Brand sagte im Deutschlandfunk, der Umgang mit Minderheiten zeige, wie es um eine Demokratie bestellt sei. Die Diskriminierung von Sinti und Roma nehme zu. Auf der einen Seite stünden Fälle, bei denen Minderheiten bewusst zur Zielscheibe gemacht würden. Auf der anderen Seite gebe es aber auch diejenigen, die nachlässig Stereotype weiterverbreiteten. Der heutige Tag des Gedenkens an den nationalsozialistischen Völkermord an den Sinti und Roma sei auch ein politisches Bekenntnis, betonte Brand. Deutschland trage eine historische Verantwortung.
Der CDU-Politiker nimmt heute als Vertreter der Bundesregierung an der internationalen Gedenkveranstaltung im früheren NS-Vernichtungslager Auschwitz-Birkenau teil. Dort wurden allein in der Nacht vom 2. auf den 3. August 1944 rund 4.300 Sinti und Roma von der SS getötet. Insgesamt ermordeten die Nationalsozialisten zwischen 1933 und 1945 bis zu 500.000 Menschen der Bevölkerungsgruppe.
Diese Nachricht wurde am 02.08.2026 im Programm Deutschlandfunk gesendet.

• **Einträge aus einem Datensatz**
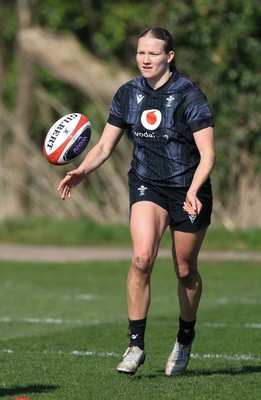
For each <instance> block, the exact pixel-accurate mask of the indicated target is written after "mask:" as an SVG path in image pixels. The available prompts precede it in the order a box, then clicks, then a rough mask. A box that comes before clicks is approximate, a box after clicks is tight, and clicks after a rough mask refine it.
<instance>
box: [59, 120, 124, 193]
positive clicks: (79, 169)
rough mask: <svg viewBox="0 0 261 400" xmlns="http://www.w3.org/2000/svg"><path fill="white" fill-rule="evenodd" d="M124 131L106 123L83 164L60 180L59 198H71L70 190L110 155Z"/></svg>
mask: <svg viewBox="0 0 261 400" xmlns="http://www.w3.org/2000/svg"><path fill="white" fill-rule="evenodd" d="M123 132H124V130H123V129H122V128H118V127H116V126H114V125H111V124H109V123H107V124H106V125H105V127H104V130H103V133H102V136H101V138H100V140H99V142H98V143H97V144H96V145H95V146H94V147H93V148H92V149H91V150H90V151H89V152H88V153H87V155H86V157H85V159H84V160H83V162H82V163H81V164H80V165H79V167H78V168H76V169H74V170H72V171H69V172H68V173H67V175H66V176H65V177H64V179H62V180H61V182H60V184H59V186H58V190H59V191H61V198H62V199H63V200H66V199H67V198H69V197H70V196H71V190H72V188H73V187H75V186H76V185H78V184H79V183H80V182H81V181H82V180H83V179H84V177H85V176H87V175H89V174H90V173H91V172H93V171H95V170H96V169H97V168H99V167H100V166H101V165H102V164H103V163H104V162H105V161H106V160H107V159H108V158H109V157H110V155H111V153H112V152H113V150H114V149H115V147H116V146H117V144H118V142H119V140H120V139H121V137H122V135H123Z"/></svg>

• **AUFGABEN**
1. Wie viele Sinti und Roma tötete die SS laut der Meldung in der Nacht vom 2. auf den 3. August 1944 in Auschwitz-Birkenau?
2. Gib den Abschnitt der Meldung von „Brand sagte im“ bis „eine historische Verantwortung.“ wortgetreu wieder.
3. Fasse die Meldung in zwei Sätzen zusammen.

• **LÖSUNGEN**
1. Rund 4.300.

2.
Brand sagte im Deutschlandfunk, der Umgang mit Minderheiten zeige, wie es um eine Demokratie bestellt sei. Die Diskriminierung von Sinti und Roma nehme zu. Auf der einen Seite stünden Fälle, bei denen Minderheiten bewusst zur Zielscheibe gemacht würden. Auf der anderen Seite gebe es aber auch diejenigen, die nachlässig Stereotype weiterverbreiteten. Der heutige Tag des Gedenkens an den nationalsozialistischen Völkermord an den Sinti und Roma sei auch ein politisches Bekenntnis, betonte Brand. Deutschland trage eine historische Verantwortung.

3. Brand sagte im Deutschlandfunk, die Diskriminierung von Sinti und Roma nehme zu, und nannte den Gedenktag ein politisches Bekenntnis angesichts der historischen Verantwortung Deutschlands. Der CDU-Politiker nimmt als Vertreter der Bundesregierung an der Gedenkveranstaltung im früheren Vernichtungslager Auschwitz-Birkenau teil, wo in einer Nacht im August 1944 rund 4.300 Sinti und Roma getötet wurden; insgesamt ermordeten die Nationalsozialisten zwischen 1933 und 1945 bis zu 500.000 Menschen der Bevölkerungsgruppe.